Extrait du document:
#####
Pour les sols à pH compris entre 5,5 et 6, un chaulage d’entretien est nécessaire pour couvrir les exportations de CaO par les prairies, soit 150 à 250 kg d’équivalent CaO/ha/an. L’apport peut être fait en une fois tous les deux à trois ans. Pour les sols dont le pH est inférieur à 5,5 : un chaulage de redressement est nécessaire, complété d’un entretien à un rythme plus soutenu (plutôt 1 an sur 2) jusqu’à ce que le pH ait atteint un niveau satisfaisant. Seule la valeur neutralisante du produit indique le nombre de kg d’équivalent CaO qu’il apporte.

Tous les effluents d’élevage ont un effet amendant : 3 à 5 unités de CaO/T de fumier ou de compost, 1 unité de CaO/m3 de lisier… En complément, un apport d’1 tonne/ha de carbonate est recommandé au minimum tous les trois ans. Là encore, les prairies à forte proportion de légumineuses sont à traiter à part. En effet, les légumineuses exportent beaucoup de calcium. Les apports en carbonate seront, si possible, d’une tonne par hectare tous les ans.

Utilisation des prairies

La mise à l’herbe des ruminants est en cours, ou le seront dans les quinze prochains jours. Il est encore temps de réajuster les pratiques de pâturage pour la saison. L'herbe pâturée est un aliment de qualité si elle est pâturée au bon stade. D'après les données de l'Inra, au stade feuillu, l'herbe a une valeur de 0,97 UFL et de 17% de MAT.

L'herbe pâturée est aussi un aliment économique. D'après différentes études, une tonne de matière sèche d'herbe pâturée coûte en moyenne trois fois moins cher qu'une tonne d'herbe récoltée, sans compter les économies faites sur les épandages de matière organique. Il existe de nombreux systèmes de pâturage, mais l'objectif principal est d'offrir régulièrement aux animaux une nouvelle surface pour pâturer de l'herbe de qualité. Le pâturage tournant est le meilleur compromis en termes de résultats technico-économiques. Avec la mise en place du pâturage tournant, certains éleveurs arrivent à des niveaux de valorisation d'herbe pâturée de l'ordre de 8 à 10 TMS/ha.
#####
Données recueillies
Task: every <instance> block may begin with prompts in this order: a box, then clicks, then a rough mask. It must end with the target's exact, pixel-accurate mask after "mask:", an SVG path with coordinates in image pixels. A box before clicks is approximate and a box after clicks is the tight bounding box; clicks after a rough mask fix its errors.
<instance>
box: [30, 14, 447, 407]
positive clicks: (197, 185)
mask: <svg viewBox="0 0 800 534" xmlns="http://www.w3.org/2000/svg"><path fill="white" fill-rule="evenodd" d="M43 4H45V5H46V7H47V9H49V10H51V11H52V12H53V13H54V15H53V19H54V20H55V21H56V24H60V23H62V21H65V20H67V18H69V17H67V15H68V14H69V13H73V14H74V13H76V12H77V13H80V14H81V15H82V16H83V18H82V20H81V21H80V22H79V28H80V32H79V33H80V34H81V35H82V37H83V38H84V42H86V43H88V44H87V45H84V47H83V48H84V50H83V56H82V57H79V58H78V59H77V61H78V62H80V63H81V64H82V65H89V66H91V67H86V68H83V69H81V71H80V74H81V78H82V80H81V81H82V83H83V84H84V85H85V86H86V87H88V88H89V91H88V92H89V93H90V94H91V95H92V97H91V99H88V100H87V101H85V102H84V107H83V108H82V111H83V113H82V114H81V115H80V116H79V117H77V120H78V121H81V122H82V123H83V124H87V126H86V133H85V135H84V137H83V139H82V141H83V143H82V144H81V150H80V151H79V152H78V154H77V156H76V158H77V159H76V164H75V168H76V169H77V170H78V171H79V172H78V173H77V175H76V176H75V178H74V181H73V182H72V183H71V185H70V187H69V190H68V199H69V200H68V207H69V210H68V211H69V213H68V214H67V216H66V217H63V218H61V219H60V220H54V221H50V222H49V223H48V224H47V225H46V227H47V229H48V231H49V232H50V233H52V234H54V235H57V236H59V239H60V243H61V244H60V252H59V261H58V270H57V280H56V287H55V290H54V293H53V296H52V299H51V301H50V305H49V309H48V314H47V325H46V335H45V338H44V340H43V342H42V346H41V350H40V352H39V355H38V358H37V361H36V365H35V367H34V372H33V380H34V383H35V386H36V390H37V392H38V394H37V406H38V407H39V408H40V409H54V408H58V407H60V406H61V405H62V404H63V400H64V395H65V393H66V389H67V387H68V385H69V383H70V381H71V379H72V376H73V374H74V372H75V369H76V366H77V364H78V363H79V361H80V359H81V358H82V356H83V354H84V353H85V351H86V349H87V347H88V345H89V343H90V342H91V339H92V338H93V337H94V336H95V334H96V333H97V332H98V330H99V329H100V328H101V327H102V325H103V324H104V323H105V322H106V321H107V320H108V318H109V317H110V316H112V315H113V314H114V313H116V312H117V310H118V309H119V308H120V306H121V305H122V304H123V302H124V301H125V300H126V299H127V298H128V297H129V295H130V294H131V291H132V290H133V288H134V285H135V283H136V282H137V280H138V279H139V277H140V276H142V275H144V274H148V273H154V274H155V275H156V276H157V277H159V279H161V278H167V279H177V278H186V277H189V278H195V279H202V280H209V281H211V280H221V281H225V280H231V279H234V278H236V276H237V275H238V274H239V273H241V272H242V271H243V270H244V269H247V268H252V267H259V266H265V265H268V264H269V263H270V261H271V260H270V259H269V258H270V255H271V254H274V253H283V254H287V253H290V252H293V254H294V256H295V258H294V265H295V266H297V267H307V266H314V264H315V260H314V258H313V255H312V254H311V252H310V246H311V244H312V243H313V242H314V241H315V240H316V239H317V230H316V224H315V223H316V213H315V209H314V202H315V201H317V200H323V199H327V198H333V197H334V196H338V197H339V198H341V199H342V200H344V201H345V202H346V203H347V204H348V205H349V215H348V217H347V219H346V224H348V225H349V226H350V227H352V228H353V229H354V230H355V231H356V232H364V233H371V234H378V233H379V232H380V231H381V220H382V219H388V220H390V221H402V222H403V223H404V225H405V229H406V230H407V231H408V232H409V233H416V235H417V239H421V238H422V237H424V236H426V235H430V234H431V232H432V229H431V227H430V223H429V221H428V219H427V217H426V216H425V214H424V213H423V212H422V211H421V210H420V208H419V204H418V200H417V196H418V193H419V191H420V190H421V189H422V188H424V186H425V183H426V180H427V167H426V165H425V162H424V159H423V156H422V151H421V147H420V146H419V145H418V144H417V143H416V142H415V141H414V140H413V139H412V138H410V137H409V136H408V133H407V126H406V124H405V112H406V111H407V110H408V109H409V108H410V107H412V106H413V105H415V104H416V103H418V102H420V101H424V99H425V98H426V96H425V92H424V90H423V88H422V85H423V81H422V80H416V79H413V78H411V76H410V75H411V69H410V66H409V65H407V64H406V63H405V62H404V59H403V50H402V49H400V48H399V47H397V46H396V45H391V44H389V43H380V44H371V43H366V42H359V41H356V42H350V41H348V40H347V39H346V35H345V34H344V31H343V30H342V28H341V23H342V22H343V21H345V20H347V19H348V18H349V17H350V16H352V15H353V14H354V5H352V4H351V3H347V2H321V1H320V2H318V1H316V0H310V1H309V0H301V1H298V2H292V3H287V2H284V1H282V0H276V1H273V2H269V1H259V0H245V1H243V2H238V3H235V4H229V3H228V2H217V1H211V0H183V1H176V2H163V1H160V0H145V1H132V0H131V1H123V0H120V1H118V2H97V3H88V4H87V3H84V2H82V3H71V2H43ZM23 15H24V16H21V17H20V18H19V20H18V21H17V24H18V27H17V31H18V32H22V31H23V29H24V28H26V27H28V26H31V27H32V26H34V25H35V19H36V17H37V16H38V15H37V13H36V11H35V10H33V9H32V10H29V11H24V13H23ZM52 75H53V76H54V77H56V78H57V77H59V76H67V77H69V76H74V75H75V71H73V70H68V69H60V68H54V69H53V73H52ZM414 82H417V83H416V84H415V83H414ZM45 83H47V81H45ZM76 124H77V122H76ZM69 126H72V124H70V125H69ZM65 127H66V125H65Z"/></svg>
#####
Consignes:
1) Les affirmations suivantes concordent-elles avec l'extrait sur les prairies ? Répondez par oui ou non et citez les mots décisifs du texte.
(a) Pour un sol dont le pH est inférieur à 5,5, un simple chaulage d'entretien suffit.
(b) Une tonne de matière sèche d'herbe pâturée coûte en moyenne trois fois moins cher qu'une tonne d'herbe récoltée.
(c) Les légumineuses exportent peu de calcium.
2) Relevez tous les effluents d'élevage nommés dans l'extrait sur les prairies.
3) Répondez à ces questions d'après l'extrait sur les prairies :
(a) Combien de kg d'équivalent CaO par hectare et par an faut-il apporter pour l'entretien des sols à pH compris entre 5,5 et 6 ?
(b) Quelle valeur en UFL l'herbe a-t-elle au stade feuillu selon les données de l'Inra ?
(c) Quel niveau de valorisation d'herbe pâturée certains éleveurs atteignent-ils avec le pâturage tournant ?
Les lignes de données ne sont pas nécessaires.

Réponses:
1)
(a) Non : « un chaulage de redressement est nécessaire, complété d’un entretien à un rythme plus soutenu »
(b) Oui : « une tonne de matière sèche d'herbe pâturée coûte en moyenne trois fois moins cher qu'une tonne d'herbe récoltée »
(c) Non : « les légumineuses exportent beaucoup de calcium »

2) fumier, compost, lisier

3)
(a) 150 à 250 kg d’équivalent CaO/ha/an
(b) 0,97 UFL
(c) De l'ordre de 8 à 10 TMS/ha